### What this task involves
Rewrite the records below, replacing every "example of the format" with "sample of the format" and keeping everything else the same. Omit the pictures from your answer.
--- START OF Input rows ---
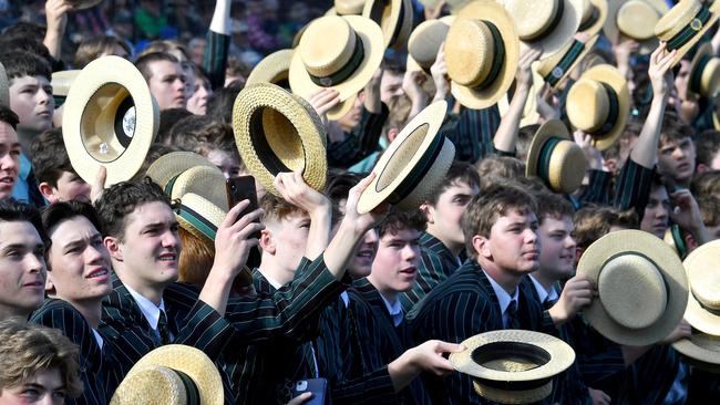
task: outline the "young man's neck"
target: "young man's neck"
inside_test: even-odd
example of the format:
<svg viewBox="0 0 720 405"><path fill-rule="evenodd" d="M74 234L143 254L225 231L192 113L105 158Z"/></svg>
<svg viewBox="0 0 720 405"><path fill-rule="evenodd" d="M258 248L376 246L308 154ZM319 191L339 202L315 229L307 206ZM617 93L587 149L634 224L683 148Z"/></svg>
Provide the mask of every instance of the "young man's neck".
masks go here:
<svg viewBox="0 0 720 405"><path fill-rule="evenodd" d="M511 295L515 293L517 285L520 285L520 282L523 279L523 274L511 273L504 269L500 269L495 263L487 260L479 259L477 263L483 268L483 270L485 270L487 276L492 277L493 280L505 290L505 292Z"/></svg>
<svg viewBox="0 0 720 405"><path fill-rule="evenodd" d="M134 277L134 272L131 269L124 269L121 262L113 260L113 269L120 278L120 281L123 282L126 287L133 289L133 291L146 298L148 301L160 307L160 302L163 300L163 293L165 292L166 284L147 284L146 282L138 280Z"/></svg>
<svg viewBox="0 0 720 405"><path fill-rule="evenodd" d="M445 248L448 248L448 250L450 250L450 252L455 258L460 256L460 252L465 247L464 243L454 243L454 242L448 240L448 238L441 237L440 233L434 230L433 224L428 224L428 229L425 229L425 232L430 233L431 236L433 236L434 238L440 240L442 242L442 245L444 245Z"/></svg>

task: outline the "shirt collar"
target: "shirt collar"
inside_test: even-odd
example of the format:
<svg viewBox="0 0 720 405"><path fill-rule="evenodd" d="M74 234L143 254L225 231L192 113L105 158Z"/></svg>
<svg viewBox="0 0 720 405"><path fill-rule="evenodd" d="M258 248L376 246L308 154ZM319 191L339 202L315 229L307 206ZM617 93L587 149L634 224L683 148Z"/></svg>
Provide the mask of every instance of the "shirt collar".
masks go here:
<svg viewBox="0 0 720 405"><path fill-rule="evenodd" d="M500 284L492 278L485 270L483 270L485 276L487 277L487 280L490 280L490 284L493 285L493 290L495 291L495 295L497 297L497 301L500 302L500 311L501 313L505 313L505 310L507 309L507 305L510 305L511 301L517 302L517 291L518 288L515 287L515 292L511 295L505 291Z"/></svg>
<svg viewBox="0 0 720 405"><path fill-rule="evenodd" d="M402 305L400 304L400 300L395 300L395 302L390 302L385 300L382 294L380 294L380 298L382 298L382 302L385 303L385 308L388 309L388 312L390 313L390 318L392 318L392 323L398 326L400 323L402 323Z"/></svg>
<svg viewBox="0 0 720 405"><path fill-rule="evenodd" d="M157 322L160 321L160 311L165 312L165 301L163 299L161 299L160 300L160 307L157 307L151 300L148 300L145 297L141 295L137 291L131 289L130 285L125 284L125 288L127 289L127 292L130 292L130 294L133 297L133 299L137 303L137 307L140 307L140 311L143 313L143 315L147 320L147 323L150 323L150 328L152 328L153 330L156 330L157 329Z"/></svg>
--- END OF Input rows ---
### Result of the exercise
task: outline the "young man's neck"
target: "young man's neck"
inside_test: even-odd
sample of the format:
<svg viewBox="0 0 720 405"><path fill-rule="evenodd" d="M74 234L143 254L225 231L192 113L105 158Z"/></svg>
<svg viewBox="0 0 720 405"><path fill-rule="evenodd" d="M258 248L376 246L308 154ZM319 191L339 202L315 229L307 206ZM617 93L587 149L634 224L683 148Z"/></svg>
Provide the mask of every instance of the "young man's neck".
masks go here:
<svg viewBox="0 0 720 405"><path fill-rule="evenodd" d="M511 295L515 293L517 285L520 285L520 282L523 279L523 274L511 273L504 269L500 269L495 263L487 260L479 259L477 263L483 268L483 270L485 270L487 276L492 277L493 280L505 290L505 292Z"/></svg>
<svg viewBox="0 0 720 405"><path fill-rule="evenodd" d="M134 277L134 272L131 269L124 269L121 262L113 260L113 269L120 278L120 281L123 282L126 287L133 289L133 291L146 298L148 301L160 307L160 302L163 300L163 293L165 292L166 284L147 284L146 282L138 280Z"/></svg>
<svg viewBox="0 0 720 405"><path fill-rule="evenodd" d="M445 248L448 248L448 250L450 250L450 252L455 258L460 256L460 252L465 247L464 243L454 243L454 242L448 240L448 238L441 237L440 233L434 230L433 224L428 224L428 229L425 229L425 232L430 233L431 236L433 236L434 238L440 240L442 242L442 245L444 245Z"/></svg>

task: outline the "shirt collar"
target: "shirt collar"
inside_test: even-odd
sample of the format:
<svg viewBox="0 0 720 405"><path fill-rule="evenodd" d="M74 234L143 254L225 231L192 113L105 158Z"/></svg>
<svg viewBox="0 0 720 405"><path fill-rule="evenodd" d="M258 248L376 246L308 154ZM319 191L339 202L315 229L307 206ZM617 93L587 149L634 224L683 148Z"/></svg>
Provide the mask of every instance of the "shirt collar".
masks go here:
<svg viewBox="0 0 720 405"><path fill-rule="evenodd" d="M500 284L492 278L485 270L483 270L485 276L487 277L487 280L490 280L490 284L493 285L493 290L495 291L495 295L497 297L497 301L500 302L500 311L501 313L505 313L505 310L507 309L507 305L510 305L511 301L517 302L517 291L518 288L515 287L515 292L511 295L505 291Z"/></svg>
<svg viewBox="0 0 720 405"><path fill-rule="evenodd" d="M402 305L400 304L400 300L395 300L395 302L390 302L385 300L382 294L380 294L380 298L382 298L382 302L385 303L385 308L388 309L388 312L390 313L390 318L392 318L392 323L398 326L400 323L402 323Z"/></svg>
<svg viewBox="0 0 720 405"><path fill-rule="evenodd" d="M157 322L160 321L160 311L165 312L165 301L163 299L161 299L160 300L160 307L157 307L151 300L148 300L145 297L141 295L137 291L131 289L130 285L125 284L125 288L127 289L127 292L130 292L130 294L133 297L133 299L137 303L137 307L140 307L140 311L143 313L143 315L147 320L147 323L150 323L150 328L152 328L153 330L156 330L157 329Z"/></svg>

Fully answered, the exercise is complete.